Texto seleccionado:
>>>>>

Paseo por Londres, sin prisas, en una de esas tardes frías y lluviosas
que dieron fama a esta ciudad recostada sobre el Támesis. A pesar de todo es un
lugar tranquilo, me digo, que ni las hordas de turistas ensayando poses
ridículas frente a sus teléfonos móviles logran desgraciar. Vengo de ver el
cambio de guardia en el Palacio de Buckingham, temprano por la mañana, y de
almorzar en un mercadillo al aire libre bajo un puente de hierro donde pululan
los mendigos; y en la esquina de un enorme parque descubro el monumento. Es un
lugar conmovedor, pues muestra las figuras de siete hombres, soldados todos
(aviadores británicos que murieron cumpliendo con su deber sobre Alemania
durante la Segunda Guerra Mundial), vestidos con sus uniformes de vuelo y sus
pertrechos y sus radios y todo aquello que usaban, en unas actitudes serenas y
muy dignas. Son tipos muertos de verdad, piensa uno cuando los ve. Se ve que realmente
lo están. Parecen fantasmas melancólicos.

<<<<<

Objetivo indicado 1: Selecciona cada línea de los registros que contenga la cadena "roof", respetando mayúsculas y minúsculas.
El texto y los registros no tienen relación entre sí.

Registros mostrados:
>>>>>

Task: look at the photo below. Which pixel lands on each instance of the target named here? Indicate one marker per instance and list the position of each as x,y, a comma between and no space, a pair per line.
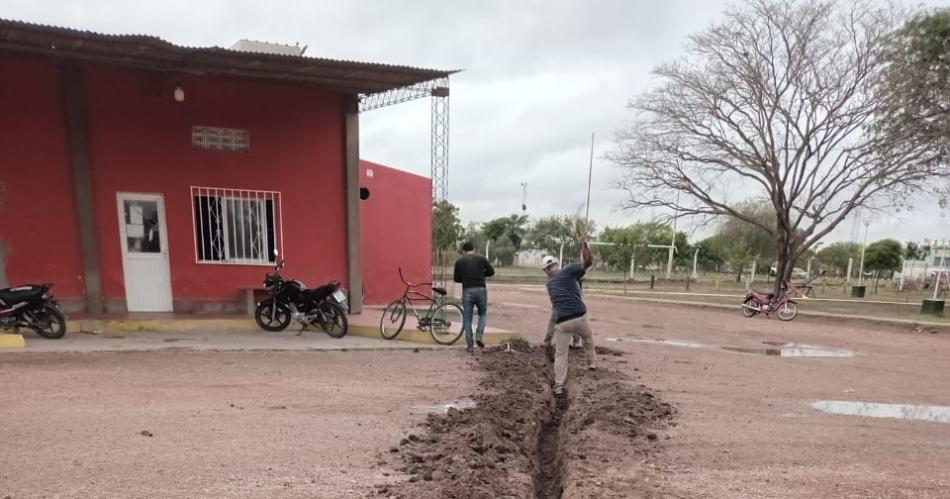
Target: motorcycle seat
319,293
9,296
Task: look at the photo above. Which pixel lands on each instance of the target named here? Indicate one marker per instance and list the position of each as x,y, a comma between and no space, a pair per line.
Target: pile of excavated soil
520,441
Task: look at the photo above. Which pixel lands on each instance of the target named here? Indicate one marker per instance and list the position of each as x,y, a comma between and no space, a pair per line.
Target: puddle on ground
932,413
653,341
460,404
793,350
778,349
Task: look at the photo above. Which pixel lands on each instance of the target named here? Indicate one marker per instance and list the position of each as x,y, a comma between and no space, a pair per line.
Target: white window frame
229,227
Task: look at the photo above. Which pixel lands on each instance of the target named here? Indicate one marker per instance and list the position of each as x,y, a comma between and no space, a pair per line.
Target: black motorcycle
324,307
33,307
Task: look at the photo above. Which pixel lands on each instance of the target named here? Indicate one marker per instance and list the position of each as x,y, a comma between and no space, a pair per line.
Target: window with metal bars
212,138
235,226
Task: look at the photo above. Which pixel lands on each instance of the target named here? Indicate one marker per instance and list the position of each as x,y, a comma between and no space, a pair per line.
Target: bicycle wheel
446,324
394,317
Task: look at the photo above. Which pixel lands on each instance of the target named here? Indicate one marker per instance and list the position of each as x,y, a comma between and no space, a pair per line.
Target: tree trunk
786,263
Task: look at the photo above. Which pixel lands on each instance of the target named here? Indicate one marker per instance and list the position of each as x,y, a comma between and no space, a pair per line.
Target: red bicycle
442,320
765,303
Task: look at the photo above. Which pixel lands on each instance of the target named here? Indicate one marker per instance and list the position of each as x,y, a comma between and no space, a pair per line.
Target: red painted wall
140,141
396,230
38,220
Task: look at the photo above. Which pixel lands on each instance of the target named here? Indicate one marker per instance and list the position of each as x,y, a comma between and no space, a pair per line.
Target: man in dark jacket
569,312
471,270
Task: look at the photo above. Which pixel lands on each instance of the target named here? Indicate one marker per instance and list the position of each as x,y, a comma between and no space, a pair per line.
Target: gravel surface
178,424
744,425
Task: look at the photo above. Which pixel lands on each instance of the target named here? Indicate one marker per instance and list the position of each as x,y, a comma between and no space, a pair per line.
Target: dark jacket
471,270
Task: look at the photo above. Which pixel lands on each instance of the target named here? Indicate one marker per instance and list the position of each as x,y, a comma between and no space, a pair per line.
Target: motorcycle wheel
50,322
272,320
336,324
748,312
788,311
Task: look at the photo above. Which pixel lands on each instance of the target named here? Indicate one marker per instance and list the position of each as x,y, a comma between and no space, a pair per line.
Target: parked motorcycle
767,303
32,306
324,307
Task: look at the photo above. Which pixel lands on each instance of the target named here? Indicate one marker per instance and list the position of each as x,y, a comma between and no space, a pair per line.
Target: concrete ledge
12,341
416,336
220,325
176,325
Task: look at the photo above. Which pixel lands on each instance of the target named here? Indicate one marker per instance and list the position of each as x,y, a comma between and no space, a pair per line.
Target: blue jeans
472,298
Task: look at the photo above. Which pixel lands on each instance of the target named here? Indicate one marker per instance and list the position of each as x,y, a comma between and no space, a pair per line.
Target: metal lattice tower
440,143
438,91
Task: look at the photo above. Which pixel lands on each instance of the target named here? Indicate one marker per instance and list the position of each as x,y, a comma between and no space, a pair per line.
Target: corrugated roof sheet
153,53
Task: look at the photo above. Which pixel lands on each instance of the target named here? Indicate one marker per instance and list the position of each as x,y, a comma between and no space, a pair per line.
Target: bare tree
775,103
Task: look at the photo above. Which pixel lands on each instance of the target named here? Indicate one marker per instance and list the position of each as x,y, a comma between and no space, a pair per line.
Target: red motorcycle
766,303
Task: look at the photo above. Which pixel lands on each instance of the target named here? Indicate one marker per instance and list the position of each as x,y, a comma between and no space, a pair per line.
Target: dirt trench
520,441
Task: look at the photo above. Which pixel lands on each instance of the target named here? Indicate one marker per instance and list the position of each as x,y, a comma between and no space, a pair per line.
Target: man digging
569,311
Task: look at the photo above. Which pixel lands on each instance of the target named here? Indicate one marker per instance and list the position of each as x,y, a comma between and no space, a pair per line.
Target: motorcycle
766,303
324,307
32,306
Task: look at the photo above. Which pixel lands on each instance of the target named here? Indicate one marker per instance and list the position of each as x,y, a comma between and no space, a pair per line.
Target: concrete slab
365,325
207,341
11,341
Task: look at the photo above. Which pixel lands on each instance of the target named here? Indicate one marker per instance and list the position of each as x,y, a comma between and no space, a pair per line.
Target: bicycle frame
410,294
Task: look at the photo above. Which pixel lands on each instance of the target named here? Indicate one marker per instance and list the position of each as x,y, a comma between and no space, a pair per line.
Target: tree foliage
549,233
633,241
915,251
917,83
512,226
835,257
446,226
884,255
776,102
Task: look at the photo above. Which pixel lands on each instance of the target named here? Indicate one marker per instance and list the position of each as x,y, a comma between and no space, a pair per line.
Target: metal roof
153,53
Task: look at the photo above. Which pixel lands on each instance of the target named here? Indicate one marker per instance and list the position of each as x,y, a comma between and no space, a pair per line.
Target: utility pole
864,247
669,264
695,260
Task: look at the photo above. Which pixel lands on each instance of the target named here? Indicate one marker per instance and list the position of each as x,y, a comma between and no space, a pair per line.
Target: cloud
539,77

<<<<<

Objetivo indicado 2: Resume en dos oraciones el texto sobre el paseo por Londres.

Solución desarrollada 1:
Target: corrugated roof sheet
Target: metal roof

Solución desarrollada 2: En una tarde fría y lluviosa, un paseo sin prisas por Londres, después de ver el cambio de guardia en el Palacio de Buckingham y almorzar en un mercadillo bajo un puente de hierro, termina ante un monumento en la esquina de un enorme parque. El monumento muestra, en actitudes serenas y dignas, a siete aviadores británicos que murieron sobre Alemania durante la Segunda Guerra Mundial, y sus figuras parecen fantasmas melancólicos.